**What the exercise asks**
Provide the records once more, identical to the original.

---------- Exercise data

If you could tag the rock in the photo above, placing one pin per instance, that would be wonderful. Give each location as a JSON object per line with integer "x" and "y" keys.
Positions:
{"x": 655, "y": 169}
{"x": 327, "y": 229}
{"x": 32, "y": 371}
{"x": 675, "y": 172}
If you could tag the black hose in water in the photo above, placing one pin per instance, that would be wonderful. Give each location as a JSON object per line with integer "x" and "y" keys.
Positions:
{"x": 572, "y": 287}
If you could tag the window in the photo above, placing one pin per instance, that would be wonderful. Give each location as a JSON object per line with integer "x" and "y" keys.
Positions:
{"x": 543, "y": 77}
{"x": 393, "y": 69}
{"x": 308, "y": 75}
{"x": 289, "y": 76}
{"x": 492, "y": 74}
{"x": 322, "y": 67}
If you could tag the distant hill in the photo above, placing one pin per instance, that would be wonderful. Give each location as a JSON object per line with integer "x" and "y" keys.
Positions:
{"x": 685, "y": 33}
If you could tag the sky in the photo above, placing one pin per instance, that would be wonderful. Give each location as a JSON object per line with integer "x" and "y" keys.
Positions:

--------------------

**Output for this exercise**
If you could tag the rock in the photo above, placing one pin per instance, that would be wonderful. Give each location as a JSON object per line with integer "x" and "y" keys.
Positions:
{"x": 655, "y": 169}
{"x": 327, "y": 229}
{"x": 32, "y": 371}
{"x": 675, "y": 172}
If you could tag the black hose in water in the photo above, placing one pin per instance, that would be wonderful. Give each location as a JSON object per line with integer "x" and "y" keys.
Positions:
{"x": 572, "y": 287}
If you could tag the window in the photo above, placing one pin per instance, that would be wonderful. Give each location as a JSON object per line with integer "x" and "y" keys.
Positions:
{"x": 543, "y": 77}
{"x": 393, "y": 69}
{"x": 308, "y": 75}
{"x": 289, "y": 76}
{"x": 492, "y": 74}
{"x": 322, "y": 67}
If you could tag the distant hill in the photo above, placing one pin per instance, that would be wonderful. Give each location as a JSON object per line with integer "x" and "y" keys.
Positions:
{"x": 685, "y": 33}
If you could tag the sky in the photo above, placing one pin per instance, that would be wonderful. Give each location as a JSON object per line with integer "x" and "y" keys.
Positions:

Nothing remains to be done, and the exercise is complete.